• **What to do**
Please repeat every one of the records below verbatim, line for line.

• **Data rows**
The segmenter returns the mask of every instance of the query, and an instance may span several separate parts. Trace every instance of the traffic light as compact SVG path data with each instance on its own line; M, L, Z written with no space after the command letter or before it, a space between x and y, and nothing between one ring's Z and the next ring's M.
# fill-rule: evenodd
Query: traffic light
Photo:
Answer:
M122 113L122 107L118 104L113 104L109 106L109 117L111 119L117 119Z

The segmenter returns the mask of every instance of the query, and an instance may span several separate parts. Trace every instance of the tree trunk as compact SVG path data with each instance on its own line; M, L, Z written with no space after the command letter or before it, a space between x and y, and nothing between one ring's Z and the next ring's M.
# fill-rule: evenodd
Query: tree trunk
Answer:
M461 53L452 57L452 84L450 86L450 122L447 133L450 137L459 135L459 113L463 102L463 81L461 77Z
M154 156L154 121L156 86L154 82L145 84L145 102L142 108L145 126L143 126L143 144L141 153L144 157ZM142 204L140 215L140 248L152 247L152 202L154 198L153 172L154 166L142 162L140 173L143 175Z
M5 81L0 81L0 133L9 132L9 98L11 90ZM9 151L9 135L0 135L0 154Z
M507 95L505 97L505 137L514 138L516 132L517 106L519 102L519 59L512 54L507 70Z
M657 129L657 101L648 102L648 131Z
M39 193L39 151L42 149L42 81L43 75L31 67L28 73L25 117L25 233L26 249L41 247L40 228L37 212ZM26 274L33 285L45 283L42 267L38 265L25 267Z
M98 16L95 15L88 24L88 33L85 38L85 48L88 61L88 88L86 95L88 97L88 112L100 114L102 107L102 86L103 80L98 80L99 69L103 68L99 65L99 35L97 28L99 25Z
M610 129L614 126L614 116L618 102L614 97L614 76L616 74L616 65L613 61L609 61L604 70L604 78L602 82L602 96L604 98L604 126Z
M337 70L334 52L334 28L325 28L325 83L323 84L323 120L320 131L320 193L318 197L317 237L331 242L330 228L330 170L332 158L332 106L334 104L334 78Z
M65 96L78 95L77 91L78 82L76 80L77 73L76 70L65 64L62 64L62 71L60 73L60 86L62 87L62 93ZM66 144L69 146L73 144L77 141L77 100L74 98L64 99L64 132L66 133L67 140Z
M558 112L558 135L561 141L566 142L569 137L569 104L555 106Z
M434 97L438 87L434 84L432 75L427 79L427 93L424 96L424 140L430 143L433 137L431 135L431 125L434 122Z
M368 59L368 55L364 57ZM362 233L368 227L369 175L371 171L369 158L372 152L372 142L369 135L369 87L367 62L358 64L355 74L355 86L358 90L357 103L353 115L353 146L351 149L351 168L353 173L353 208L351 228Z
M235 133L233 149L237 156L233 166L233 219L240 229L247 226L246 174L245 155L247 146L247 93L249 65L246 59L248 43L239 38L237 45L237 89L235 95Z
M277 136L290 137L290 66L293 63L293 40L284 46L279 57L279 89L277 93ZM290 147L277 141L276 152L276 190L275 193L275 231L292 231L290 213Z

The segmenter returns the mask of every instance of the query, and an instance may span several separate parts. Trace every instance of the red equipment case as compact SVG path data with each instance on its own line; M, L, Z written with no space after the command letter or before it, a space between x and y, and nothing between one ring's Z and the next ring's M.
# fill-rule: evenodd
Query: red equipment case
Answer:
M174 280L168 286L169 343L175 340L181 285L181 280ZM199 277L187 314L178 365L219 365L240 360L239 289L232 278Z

• **Exercise solution**
The segmenter returns the mask of every instance of the query, and an instance may span several separate parts. Trace every instance of the traffic light as compact SVG path data with each instance on its own line; M, L, Z written with no space after the command letter or before it, a space between x and y, and nothing between one ring's Z and the next ring's M.
# fill-rule: evenodd
Query: traffic light
Photo:
Answer:
M122 113L122 107L118 104L113 104L109 106L109 117L111 119L117 119Z

The segmenter returns the mask of every instance of the query, and an instance may span several separate parts. Trace every instance of the tree trunk as compact SVG path data with each instance on its own line; M, L, Z written with no space after the command letter or before it, a space between x and y, and nothing between one ring's Z and the next ring's M.
# fill-rule: evenodd
Query: tree trunk
Answer:
M461 53L452 57L452 84L450 86L450 122L447 133L450 137L459 135L459 113L463 102L463 81L461 77Z
M154 156L154 121L156 86L154 82L145 84L145 102L142 108L145 126L143 126L143 144L141 153L144 157ZM142 204L140 215L140 248L152 247L152 202L154 198L153 172L154 166L142 162L140 173L143 175Z
M5 81L0 81L0 133L9 132L9 98L11 90ZM9 151L9 135L0 135L0 154Z
M507 95L505 97L505 137L514 138L516 132L517 106L519 102L519 59L512 54L507 70Z
M657 129L657 101L648 102L648 131Z
M39 193L39 151L42 149L42 81L43 75L31 67L28 73L25 117L25 233L26 249L41 247L40 228L37 212ZM26 274L33 285L45 283L42 267L38 265L25 267Z
M98 16L95 15L88 24L88 33L85 38L85 48L88 61L88 88L86 95L88 97L88 112L100 114L102 107L102 86L103 80L98 80L99 69L103 68L99 65L99 35L97 28L99 25Z
M610 129L614 126L614 116L618 102L614 97L614 76L616 74L616 65L613 61L609 61L604 70L604 78L602 82L602 96L604 98L604 126Z
M337 70L334 52L334 28L325 28L325 83L323 84L323 120L320 131L320 193L318 197L317 237L331 242L330 228L330 170L332 158L332 106L334 104L334 78Z
M65 96L78 95L77 91L78 82L76 80L77 73L76 70L65 64L62 64L62 71L60 73L60 86L62 87L62 93ZM66 144L69 146L73 144L77 141L77 100L74 98L64 99L64 132L66 133L67 140Z
M558 112L558 135L561 141L566 142L569 137L569 104L555 106Z
M434 97L438 87L434 84L432 75L427 79L427 93L424 96L424 140L430 143L433 137L431 135L431 125L434 122Z
M368 59L368 55L364 57ZM362 233L368 227L369 175L371 171L369 158L372 152L372 142L369 135L369 87L367 62L358 64L355 74L355 86L358 90L357 103L353 115L353 146L351 149L351 168L353 173L353 208L351 228Z
M235 133L233 149L237 156L233 166L233 219L240 229L247 226L246 174L245 155L247 146L247 93L249 65L246 59L248 43L239 38L237 45L237 89L235 95Z
M277 136L290 137L290 66L293 63L293 40L284 46L279 57L279 89L277 93ZM290 147L277 141L276 152L276 190L275 193L275 231L292 231L290 213Z

The segmenter returns the mask of every instance of the query, and an instance may span several separate parts. Trace every instance of the red equipment case as compact SVG path data with each instance on its own line; M, L, Z written with no space after the command letter or before it, a space between x and y, and nothing between one ring's Z and the next ring's M.
# fill-rule: evenodd
Query: red equipment case
Answer:
M174 280L168 286L169 343L175 340L181 285L181 280ZM199 277L187 314L178 365L219 365L240 360L239 289L232 278Z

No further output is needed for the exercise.